READING TEXT:
+ + + + + + +

Garnet is a gemstone composed of metals (calcium, magnesium, iron, aluminum, and/or chromium) bonded to silica. It has a relatively high hardness, harder than silica sand, so small grains are used as an abrasive for both sand blasting and in sand paper.

In contrast, talc, used in baby powder, is a very soft mineral. It is composed of magnesium and silica, bonded with water, so it has some of the same elements as garnet, but the arrangement of its mineral structure makes it very weak -- hence its softness. Soapstone is composed primarily of talc.

Pumice and Obsidian

Pumice and Obsidian

The rocks on this shelf are produced by volcanic eruptions. Obsidian forms when lava cools very quickly, forming natural glass. It can be broken to produce extremely hard, sharp edges, which many cultures have used for projectiles and knives. Even today, some surgical scalpels are made from obsidian, as seen at the lower right of the image.

Pumice is also formed by rapid cooling of lava. In this case, the lava is cooling as dissolved gasses are escaping, creating a large number of frozen bubbles in its structure. Imagine freezing a shaken-up cola as it foams out of the bottle. Pumice is used as an abrasive, illustrated here by pre-faded jeans, weathered by rubbing with pumice, and Lava brand soap, which includes pumice as a scouring agent for cleaning extra-dirty hands.

Copper and zinc

Copper and Zinc

Copper is used in the manufacture of electrical wire, copper pipes for water, copper cookware, and in the computer you're using to view this web gallery. Copper has low resistance to electrical charge and is relatively abundant, compared to its elemental sisters, gold and silver, which is why it's used for wiring. It can be found both in its elemental state and as an ore, in which the copper is bonded to other elements.

Zinc has been reported as beneficial in shortening the duration of common colds, so it is often included in over the counter cold remedies. There have been no conclusive results supporting this use, but zinc is an essential element, so taking it as a supplement in reasonable doses cannot have any adverse effects. Zinc is often found naturally in sphalerite, a mineral including sulfur and iron. Zinc is also used for galvanizing, because it is relatively inert compared to steel, so it can prevent rusting when used as a coating.

Iron and aluminum

Iron and Aluminum

It's hard not to experience iron and aluminum in our everyday lives. Iron ores are usually compounds of iron and oxygen, otherwise known as rust. Much of these ores were formed when the earliest photosynthesizing microbes began to pump oxygen into the earth's oceans. In a way, iron ores are fossils, so all iron and steel we use are made from fossils. Iron is commonly used in different compound with carbon and silicon. Different ratios of the other elements determine its physical properties, which vary between cast iron, as in the frying pan, and steel, as in the reusable coffee cup.

Aluminum is found naturally as bauxite, made of aluminum bonded with water. Purifying bauxite used to be expensive and slow, so aluminum was a rare and valuable metal in the 18th and 19th centuries. That's why the top of the Washington monument was covered in aluminum -- it was like covering it in silver! Since the late 1880s, aluminum ore has been purified using electricity, and it has become cheap and plentiful. Benjamin Franklin would think we all live like kings if he knew that we casually drink out of aluminum cans and use aluminum foil to save our leftovers.

+ + + + + + +

Stored items from a collection:
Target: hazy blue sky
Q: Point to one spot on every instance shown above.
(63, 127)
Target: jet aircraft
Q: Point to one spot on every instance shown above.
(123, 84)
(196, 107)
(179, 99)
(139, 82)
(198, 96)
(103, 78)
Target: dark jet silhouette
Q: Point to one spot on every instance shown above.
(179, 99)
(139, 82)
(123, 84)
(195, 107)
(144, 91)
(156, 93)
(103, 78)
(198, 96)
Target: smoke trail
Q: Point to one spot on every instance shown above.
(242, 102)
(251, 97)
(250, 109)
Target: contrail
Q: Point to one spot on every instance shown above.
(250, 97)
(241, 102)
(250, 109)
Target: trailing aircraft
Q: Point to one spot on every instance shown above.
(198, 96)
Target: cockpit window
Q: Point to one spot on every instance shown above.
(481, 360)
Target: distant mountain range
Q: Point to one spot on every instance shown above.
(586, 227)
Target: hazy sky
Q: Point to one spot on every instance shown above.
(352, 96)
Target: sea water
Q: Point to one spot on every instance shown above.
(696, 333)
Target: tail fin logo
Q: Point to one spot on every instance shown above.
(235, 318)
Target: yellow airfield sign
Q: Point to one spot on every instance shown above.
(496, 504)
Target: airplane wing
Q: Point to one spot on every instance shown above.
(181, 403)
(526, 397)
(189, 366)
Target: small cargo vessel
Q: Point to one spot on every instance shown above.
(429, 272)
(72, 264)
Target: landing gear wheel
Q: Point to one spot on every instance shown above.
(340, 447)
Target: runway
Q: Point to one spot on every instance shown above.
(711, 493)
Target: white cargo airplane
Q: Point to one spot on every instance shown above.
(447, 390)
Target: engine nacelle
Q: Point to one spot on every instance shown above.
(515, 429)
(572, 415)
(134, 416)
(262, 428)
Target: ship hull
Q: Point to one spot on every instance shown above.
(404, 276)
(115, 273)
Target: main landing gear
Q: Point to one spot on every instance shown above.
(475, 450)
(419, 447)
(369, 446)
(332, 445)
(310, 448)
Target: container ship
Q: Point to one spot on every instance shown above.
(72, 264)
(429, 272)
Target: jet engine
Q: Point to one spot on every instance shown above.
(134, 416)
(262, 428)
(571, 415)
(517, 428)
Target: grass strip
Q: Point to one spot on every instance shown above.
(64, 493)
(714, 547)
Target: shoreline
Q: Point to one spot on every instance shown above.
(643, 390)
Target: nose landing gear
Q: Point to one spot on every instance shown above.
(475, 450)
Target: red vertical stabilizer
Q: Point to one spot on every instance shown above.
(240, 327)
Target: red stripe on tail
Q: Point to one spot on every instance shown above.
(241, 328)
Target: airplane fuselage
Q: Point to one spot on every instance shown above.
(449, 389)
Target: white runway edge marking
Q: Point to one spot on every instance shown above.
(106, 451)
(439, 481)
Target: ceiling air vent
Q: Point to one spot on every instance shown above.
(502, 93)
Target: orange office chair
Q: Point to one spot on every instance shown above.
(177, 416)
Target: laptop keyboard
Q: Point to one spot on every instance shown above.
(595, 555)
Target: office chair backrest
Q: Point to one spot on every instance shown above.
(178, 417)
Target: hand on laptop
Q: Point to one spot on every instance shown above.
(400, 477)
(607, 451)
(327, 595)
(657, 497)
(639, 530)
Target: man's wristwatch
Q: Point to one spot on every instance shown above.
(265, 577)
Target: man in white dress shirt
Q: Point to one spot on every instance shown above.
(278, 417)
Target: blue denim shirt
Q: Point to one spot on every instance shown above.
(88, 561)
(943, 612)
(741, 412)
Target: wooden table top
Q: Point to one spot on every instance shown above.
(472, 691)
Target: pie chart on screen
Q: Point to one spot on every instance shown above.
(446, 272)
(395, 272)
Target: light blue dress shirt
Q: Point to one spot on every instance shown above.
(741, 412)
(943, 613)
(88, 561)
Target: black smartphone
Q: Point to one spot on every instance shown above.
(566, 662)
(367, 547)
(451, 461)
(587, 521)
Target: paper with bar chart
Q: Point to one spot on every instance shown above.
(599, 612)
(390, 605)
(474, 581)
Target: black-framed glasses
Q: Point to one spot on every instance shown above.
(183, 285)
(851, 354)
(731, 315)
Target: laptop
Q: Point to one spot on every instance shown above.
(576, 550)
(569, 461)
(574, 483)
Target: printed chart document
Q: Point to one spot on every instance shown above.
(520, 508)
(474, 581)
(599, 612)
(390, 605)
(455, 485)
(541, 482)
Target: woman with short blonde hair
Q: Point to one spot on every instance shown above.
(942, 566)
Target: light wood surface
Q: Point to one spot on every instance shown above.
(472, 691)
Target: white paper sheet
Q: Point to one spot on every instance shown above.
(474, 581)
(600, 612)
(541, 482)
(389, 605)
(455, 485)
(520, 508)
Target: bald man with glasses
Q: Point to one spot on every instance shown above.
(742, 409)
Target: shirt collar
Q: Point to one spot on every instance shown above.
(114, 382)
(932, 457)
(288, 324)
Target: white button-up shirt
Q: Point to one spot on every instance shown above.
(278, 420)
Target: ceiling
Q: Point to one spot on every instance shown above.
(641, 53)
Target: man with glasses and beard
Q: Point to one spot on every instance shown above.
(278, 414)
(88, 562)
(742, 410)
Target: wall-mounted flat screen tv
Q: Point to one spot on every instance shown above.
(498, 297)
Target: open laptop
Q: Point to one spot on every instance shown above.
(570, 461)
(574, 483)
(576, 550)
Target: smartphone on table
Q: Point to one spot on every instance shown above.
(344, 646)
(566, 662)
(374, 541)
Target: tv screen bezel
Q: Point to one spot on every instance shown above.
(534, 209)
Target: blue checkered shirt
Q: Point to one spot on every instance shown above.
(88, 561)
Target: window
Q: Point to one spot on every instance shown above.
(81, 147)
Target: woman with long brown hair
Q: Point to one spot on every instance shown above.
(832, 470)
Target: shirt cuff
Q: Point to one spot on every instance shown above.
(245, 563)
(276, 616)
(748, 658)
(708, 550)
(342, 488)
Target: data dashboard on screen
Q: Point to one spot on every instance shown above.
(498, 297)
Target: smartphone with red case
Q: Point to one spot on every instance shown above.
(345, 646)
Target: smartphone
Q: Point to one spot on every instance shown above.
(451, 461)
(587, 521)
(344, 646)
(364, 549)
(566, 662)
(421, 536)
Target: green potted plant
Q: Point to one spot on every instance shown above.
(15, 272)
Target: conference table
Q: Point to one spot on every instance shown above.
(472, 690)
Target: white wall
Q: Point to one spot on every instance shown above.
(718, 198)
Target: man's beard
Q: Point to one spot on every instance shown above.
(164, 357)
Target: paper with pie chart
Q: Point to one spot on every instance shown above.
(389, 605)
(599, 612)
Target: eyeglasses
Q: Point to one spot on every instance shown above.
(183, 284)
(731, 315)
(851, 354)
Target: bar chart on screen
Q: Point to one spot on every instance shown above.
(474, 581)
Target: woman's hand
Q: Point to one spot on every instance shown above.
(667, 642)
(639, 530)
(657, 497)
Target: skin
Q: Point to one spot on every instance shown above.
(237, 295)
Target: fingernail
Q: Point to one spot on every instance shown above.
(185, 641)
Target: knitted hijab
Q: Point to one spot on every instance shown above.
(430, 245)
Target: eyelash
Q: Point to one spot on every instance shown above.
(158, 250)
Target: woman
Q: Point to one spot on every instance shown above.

+ + + + + + +

SHORT TASK 1: Transcribe the mineral text starting with "Pumice is also" and going on through "to other elements.".
SHORT TASK 2: Find each line of the entries that contains the word "paper" and copy it out. Case counts.
The mineral text and the entries come from different sources.

RESULT 1:
Pumice is also formed by rapid cooling of lava. In this case, the lava is cooling as dissolved gasses are escaping, creating a large number of frozen bubbles in its structure. Imagine freezing a shaken-up cola as it foams out of the bottle. Pumice is used as an abrasive, illustrated here by pre-faded jeans, weathered by rubbing with pumice, and Lava brand soap, which includes pumice as a scouring agent for cleaning extra-dirty hands.

Copper and zinc

Copper and Zinc

Copper is used in the manufacture of electrical wire, copper pipes for water, copper cookware, and in the computer you're using to view this web gallery. Copper has low resistance to electrical charge and is relatively abundant, compared to its elemental sisters, gold and silver, which is why it's used for wiring. It can be found both in its elemental state and as an ore, in which the copper is bonded to other elements.

RESULT 2:
Target: paper with bar chart
Target: white paper sheet
Target: paper with pie chart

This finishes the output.